# WORK TO COMPLETE
Please transcribe the data that follows exactly as given, leaving out every picture.

Records from a data collection
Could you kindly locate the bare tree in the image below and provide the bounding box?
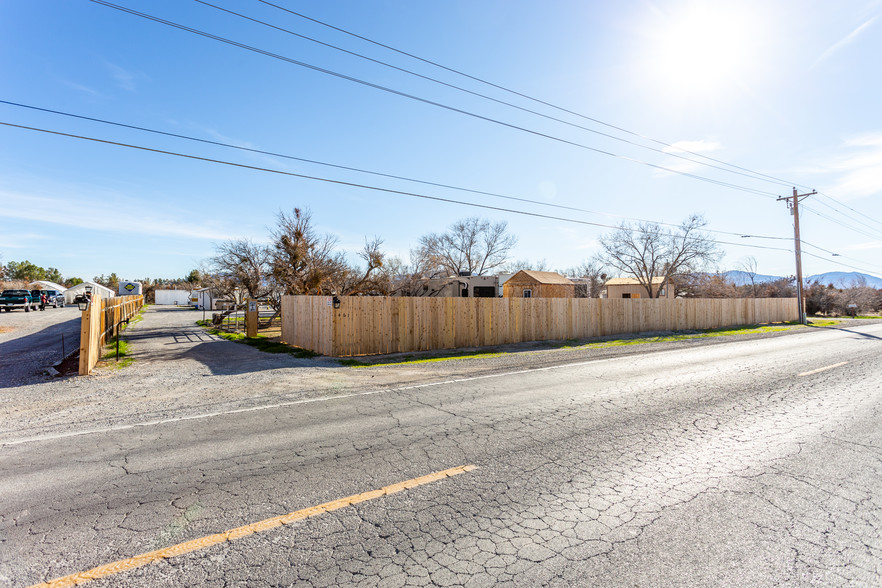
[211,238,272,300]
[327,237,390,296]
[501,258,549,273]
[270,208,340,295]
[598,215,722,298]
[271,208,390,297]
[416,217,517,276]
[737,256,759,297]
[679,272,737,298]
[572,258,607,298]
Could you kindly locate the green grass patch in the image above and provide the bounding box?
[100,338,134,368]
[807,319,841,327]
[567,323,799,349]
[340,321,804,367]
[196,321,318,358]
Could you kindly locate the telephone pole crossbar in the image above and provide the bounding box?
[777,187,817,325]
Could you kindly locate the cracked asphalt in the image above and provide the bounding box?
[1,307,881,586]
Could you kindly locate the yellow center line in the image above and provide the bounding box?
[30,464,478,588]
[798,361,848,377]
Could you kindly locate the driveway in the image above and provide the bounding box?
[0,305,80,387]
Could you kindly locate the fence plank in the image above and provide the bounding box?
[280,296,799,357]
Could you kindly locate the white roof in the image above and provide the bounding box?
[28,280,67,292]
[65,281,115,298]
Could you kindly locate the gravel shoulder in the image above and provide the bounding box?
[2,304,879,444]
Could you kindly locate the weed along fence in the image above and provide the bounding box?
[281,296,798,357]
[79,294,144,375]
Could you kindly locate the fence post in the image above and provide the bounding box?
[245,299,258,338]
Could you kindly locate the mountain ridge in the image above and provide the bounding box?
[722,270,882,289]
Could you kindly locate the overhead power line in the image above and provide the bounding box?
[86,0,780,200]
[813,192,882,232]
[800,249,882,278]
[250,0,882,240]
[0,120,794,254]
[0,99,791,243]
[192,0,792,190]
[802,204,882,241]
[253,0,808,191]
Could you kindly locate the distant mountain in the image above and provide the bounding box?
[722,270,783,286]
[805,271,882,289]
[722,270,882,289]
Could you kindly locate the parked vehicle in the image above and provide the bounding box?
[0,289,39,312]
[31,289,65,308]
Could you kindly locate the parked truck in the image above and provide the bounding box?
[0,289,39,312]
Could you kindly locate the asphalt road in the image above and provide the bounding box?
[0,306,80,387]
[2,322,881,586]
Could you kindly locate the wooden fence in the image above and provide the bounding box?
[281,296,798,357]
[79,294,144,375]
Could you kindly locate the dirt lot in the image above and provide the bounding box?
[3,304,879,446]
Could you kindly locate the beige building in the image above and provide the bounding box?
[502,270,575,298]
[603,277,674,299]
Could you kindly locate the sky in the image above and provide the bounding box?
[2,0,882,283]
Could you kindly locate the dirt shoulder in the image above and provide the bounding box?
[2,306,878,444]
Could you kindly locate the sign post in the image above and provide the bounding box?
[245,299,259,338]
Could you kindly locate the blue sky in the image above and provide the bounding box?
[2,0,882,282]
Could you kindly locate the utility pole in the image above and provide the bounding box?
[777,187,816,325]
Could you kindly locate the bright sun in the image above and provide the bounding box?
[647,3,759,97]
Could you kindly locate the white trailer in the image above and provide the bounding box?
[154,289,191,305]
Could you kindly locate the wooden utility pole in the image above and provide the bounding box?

# OUTPUT OF THE EXERCISE
Could you kindly locate the bare tree in the image below and provide the bounding box?
[211,238,272,300]
[327,237,390,296]
[501,258,549,273]
[270,208,340,295]
[598,215,722,298]
[271,208,390,297]
[416,217,517,276]
[737,256,759,297]
[679,272,737,298]
[572,258,607,298]
Could you kindly locate the green grass patch in the image above and provide the bounding box?
[100,338,134,368]
[807,319,841,327]
[567,323,799,349]
[340,321,804,367]
[196,321,318,358]
Could you kindly locate the telephone pole crossbar in the image above and provide the bounding box?
[777,187,817,325]
Could you kindly locate the cracked asphalt in the image above and provide the bounding box?
[1,307,881,586]
Could you kindly locate the yellow center line in the image above and provide the bounding box?
[30,464,478,588]
[798,361,848,377]
Could you kindly locate the driveway in the image above and provide the bounding box?
[0,305,80,387]
Could you kindly locate the fence plank in the image above and provide the bounding box?
[280,296,799,357]
Could you kindly locate the white roof in the image above and provide the bounding box?
[28,280,67,292]
[65,281,115,298]
Could you kindly locate the gravel shoulder in the image above and provide the bounding box?
[2,304,879,444]
Could you kindly locate the weed along fence in the image above and provide the bounding box?
[281,296,798,357]
[79,294,144,375]
Could you kindly locate the fence post in the image above and provide the bounding box?
[245,299,258,338]
Could you kindly locate the mountain ridge in the image above and provide the bounding box?
[722,270,882,289]
Could you kindly locate the overhead power line in the image above and provide the bounding box?
[86,0,780,200]
[813,192,882,232]
[800,249,882,278]
[250,0,882,240]
[0,120,794,254]
[0,99,791,243]
[192,0,792,190]
[802,204,882,241]
[253,0,808,191]
Could you kindly locate the distant mountain in the image above and provide the bounding box?
[722,270,783,286]
[805,271,882,289]
[722,270,882,289]
Could you kindly locate the parked vehicle in the image above and provide the bounding box?
[0,289,39,312]
[31,289,65,308]
Could you kindly locate the parked truck in the image above and provide the bounding box?
[0,289,39,312]
Could you kindly locate the asphalt road in the image above and provide the bounding box?
[0,306,80,387]
[2,322,881,586]
Could you kindly locate the wooden fence in the image above and provide the bounding box?
[281,296,798,357]
[79,294,144,375]
Could you kindly locate the dirt lot in the image above and provide the bounding box?
[3,304,879,446]
Could you kindly locate the beige building in the image above and provide the bounding box?
[502,270,575,298]
[603,277,674,299]
Could you kindly locate the sky in the image above and provide the bounding box?
[2,0,882,283]
Could you kindly locate the dirt shoulder in the image above and provide the bounding box?
[2,306,878,444]
Could you kindly locate the sign post in the image above and provide the bounding box?
[245,299,259,338]
Could you kindly locate the blue sky in the image above and provide the bounding box?
[2,0,882,282]
Could you kindly locate the utility pole in the image above and provide the bounding box?
[777,187,816,325]
Could you kindly locate the bright sun in the image above and provide the bounding box?
[647,3,759,97]
Could you kindly locate the white trailer in the image above and provide the bounding box?
[154,289,191,305]
Could you kindly locate the wooden utility pole in the image above and provide the bounding box?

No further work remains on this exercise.